• **ВЫБРАННЫЙ ОТРЫВОК**:
┄┄┄┄┄┄┄┄┄┄┄┄┄┄┄┄┄┄┄┄

Елена Фабиановна Гнесина
Нет ничего прекраснее и загадочнее музыки. Ее многообразие - историческое, этническое, жанровое - порождает особый, музыкальный мир человека, особую сферу его совершенствования. Вот почему творцы музыки воспринимаются народом как жрецы его духовности, как хранители и создатели его коллективной эмоциональной памяти. Встреча с каждым из них - потрясение, заставляющее мир светиться какими-то иными, неведомыми ранее красками.
Елена Фабиановна Гнесина, как и вся ее вошедшая в историю русского музыкального просветительства семья была живым воплощением жреческого отношения к музыке. Создавая поначалу школу, а затем Институт имени Гнесиных, институт музыкально-педагогический, она была максималистом в требованиях к учителям будущих учителей. Обычно беседы с ней в кабинете, куда ее приковала болезнь, всегда были чем-то неординарным и каждый, кто удостаивался подобной беседы, мог почитать себя счастливцем. Вот почему я был искренне удивлен и не скрою - польщен, когда после одной из моих публичных лекций в Колонном зале Дома союзов 8 августа 1953 года Елена Фабиановна пригласила посетить ее в Институте. Беседа была краткой, ознакомительной, но до сих пор помню ее испытывающий и вместе с тем ободряющий взгляд.
Первый период был вдохновляющим и радостным, особенно от общения со студентами, которым суждено было вскоре занять достойное место в русской музыкальной культуре и в художественной педагогике. Кстати, с некоторыми из них меня поныне связывает совместная педагогическая деятельность. Но вскоре все пошло не так просто, как предполагал и на что надеялся. Та гармония, которая сразу же установилась у меня со студентами, ощущавшими свое творческое предназначение, гармония, основанная на взаимном уважении и обогащении, явно не понравилась представителям кондовой педагогики, убежденным, что студент - объект идеологической обработки " в свете решений очередного съезда партии ". Им, осевшим в партийном бюро Института, было бесполезно доказывать, что Конфуций и Аристотель куда важнее для будущих художников. И уж совершенным " вольтерьянством " они считали то, что студенты разных курсов и отделений порою собирались на мои лекции вопреки требованиям расписания и - о ужас! - сбегали с лекций по истории партии.
Начались вполне традиционные в таких случаях проверки, придирки, комиссии. Кульминацией стал визит партийного чиновника районного масштаба, после появления которого без всякого предупреждения представил его как нашего нового преподавателя - обществоведа, пожелавшего выступить перед ними с лекцией : по музыкальной эстетике Платона. Видимо, этот " подвох ", который и дальше я использовал в многолетней педагогической практике, стал причиной его ярости и мгновенного исчезновения с открытыми угрозами в мой адрес. Он немедленно " настучал " в партийное бюро института о моей аполитичности. Кстати, завершая очерки о подвижниках русского духа, об их нравственном величии и человеческом достоинстве мечтаю подготовить труд о доносчиках, которые были и остаются подлинным бичом нашей духовности на всех изгибах истории. Доносчики испоганили жизнь моего отца, одного из старейших русских кинематографистов, сопровождали меня и на фронте, и во время учебы, и на всех этапах почти шестидесятилетней педагогической деятельности и уж тем более - во время ответственной государственной службы.

┄┄┄┄┄┄┄┄┄┄┄┄┄┄┄┄┄┄┄┄

• **ПРИВЕДЁННЫЕ ПУНКТЫ**:
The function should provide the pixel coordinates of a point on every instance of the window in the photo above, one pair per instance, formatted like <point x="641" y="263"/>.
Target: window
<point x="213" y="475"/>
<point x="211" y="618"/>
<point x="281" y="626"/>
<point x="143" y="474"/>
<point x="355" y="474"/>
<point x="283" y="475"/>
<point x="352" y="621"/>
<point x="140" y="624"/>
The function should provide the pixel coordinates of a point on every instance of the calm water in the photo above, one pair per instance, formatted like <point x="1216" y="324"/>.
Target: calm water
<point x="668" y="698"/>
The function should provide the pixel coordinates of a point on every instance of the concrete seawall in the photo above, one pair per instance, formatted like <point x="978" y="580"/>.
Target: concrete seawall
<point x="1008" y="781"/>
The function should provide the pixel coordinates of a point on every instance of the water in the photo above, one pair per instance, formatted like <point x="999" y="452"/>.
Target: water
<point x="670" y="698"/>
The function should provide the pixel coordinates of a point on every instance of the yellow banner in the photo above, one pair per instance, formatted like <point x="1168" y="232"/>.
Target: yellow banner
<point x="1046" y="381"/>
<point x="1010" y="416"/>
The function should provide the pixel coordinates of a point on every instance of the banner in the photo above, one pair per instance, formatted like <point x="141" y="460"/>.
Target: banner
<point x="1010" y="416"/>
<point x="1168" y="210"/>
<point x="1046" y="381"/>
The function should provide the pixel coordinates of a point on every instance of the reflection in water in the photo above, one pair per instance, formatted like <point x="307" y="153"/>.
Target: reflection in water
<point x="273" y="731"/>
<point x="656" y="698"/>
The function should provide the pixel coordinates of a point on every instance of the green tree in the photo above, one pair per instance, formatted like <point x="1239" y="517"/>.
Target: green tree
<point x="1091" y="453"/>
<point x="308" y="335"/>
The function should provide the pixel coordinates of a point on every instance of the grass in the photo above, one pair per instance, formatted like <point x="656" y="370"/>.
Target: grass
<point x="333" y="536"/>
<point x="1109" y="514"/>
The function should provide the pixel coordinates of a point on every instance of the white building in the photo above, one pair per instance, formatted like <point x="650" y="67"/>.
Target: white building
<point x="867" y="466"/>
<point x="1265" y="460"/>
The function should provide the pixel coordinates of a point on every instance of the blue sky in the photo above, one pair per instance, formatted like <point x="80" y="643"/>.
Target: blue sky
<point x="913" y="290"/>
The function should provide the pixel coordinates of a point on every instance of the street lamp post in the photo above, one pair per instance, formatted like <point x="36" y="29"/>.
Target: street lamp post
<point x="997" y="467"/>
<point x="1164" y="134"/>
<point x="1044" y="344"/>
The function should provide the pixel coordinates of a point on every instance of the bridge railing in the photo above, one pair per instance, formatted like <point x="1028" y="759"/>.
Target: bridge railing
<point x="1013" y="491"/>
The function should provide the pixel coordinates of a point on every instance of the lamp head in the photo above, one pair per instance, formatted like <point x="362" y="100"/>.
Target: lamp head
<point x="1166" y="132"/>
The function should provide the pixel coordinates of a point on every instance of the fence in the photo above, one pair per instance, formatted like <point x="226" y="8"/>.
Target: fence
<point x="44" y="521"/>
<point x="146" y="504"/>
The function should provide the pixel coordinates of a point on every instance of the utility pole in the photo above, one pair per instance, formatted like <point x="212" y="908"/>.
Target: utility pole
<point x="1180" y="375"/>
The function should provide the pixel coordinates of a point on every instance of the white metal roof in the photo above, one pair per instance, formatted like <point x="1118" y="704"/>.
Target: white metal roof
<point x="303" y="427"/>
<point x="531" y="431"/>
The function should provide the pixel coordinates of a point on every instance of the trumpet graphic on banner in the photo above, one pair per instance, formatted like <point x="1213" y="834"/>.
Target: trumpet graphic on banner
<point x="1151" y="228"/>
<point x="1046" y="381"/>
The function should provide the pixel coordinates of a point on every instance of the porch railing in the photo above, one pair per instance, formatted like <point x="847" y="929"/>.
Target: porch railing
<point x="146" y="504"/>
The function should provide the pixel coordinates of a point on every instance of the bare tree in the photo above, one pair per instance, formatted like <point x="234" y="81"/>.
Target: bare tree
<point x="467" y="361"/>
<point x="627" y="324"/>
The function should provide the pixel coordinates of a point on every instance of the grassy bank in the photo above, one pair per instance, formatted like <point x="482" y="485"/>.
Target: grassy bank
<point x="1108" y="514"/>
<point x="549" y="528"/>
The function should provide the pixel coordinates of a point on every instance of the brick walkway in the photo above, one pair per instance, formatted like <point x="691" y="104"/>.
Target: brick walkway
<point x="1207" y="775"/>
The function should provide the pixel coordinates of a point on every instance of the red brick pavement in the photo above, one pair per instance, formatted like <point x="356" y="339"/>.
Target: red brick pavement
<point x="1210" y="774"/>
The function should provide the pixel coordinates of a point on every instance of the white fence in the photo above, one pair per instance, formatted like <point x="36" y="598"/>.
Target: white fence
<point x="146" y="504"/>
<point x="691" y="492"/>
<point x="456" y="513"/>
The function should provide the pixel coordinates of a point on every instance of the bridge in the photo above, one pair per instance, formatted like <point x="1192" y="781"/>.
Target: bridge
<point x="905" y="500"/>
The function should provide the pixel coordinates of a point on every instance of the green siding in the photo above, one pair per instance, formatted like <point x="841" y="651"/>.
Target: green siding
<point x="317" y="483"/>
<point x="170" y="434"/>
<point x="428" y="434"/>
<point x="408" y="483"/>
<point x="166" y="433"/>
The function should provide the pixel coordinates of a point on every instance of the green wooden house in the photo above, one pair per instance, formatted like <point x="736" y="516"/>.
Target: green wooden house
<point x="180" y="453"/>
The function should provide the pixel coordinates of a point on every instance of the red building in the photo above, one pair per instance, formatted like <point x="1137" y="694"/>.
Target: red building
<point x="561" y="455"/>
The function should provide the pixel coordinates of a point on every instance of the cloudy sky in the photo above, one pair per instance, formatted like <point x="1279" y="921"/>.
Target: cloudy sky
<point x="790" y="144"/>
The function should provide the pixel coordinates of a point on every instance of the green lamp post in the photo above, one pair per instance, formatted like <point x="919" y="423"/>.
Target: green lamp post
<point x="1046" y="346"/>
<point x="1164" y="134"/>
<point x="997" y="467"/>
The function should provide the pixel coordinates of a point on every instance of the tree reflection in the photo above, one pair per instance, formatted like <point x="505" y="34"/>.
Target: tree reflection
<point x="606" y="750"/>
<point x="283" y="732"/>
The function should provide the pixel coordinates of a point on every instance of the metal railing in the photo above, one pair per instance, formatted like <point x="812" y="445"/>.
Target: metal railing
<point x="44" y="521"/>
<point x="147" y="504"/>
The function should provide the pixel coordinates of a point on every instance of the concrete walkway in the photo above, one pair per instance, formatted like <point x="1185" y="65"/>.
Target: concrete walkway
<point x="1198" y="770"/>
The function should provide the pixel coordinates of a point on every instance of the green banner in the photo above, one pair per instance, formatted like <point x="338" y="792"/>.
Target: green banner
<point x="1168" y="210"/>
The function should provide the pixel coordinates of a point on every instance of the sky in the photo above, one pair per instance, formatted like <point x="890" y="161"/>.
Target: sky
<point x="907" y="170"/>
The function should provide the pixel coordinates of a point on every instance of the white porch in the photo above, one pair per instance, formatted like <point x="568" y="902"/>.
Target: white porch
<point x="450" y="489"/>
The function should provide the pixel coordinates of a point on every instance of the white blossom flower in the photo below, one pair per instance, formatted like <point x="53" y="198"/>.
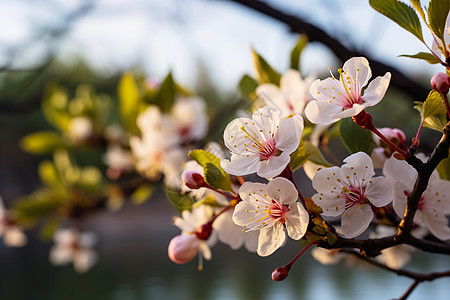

┄┄┄┄┄┄┄┄┄┄┄┄┄┄┄┄┄┄┄┄

• **ЗАДАНИЕ**:
Ответьте на вопросы по отрывку о Елене Фабиановне Гнесиной.
1. Где и когда состоялась публичная лекция автора, после которой Гнесина пригласила его в Институт?
2. С каких лекций, к возмущению партийного бюро, сбегали студенты?
3. Кем был отец автора?
Приведённые пункты — самостоятельный материал, не связанный с отрывком.

• **ОТВЕТ К ЗАДАНИЮ**:
1. Лекция состоялась в Колонном зале Дома союзов 8 августа 1953 года.
2. Студенты сбегали с лекций по истории партии.
3. Отец автора был одним из старейших русских кинематографистов.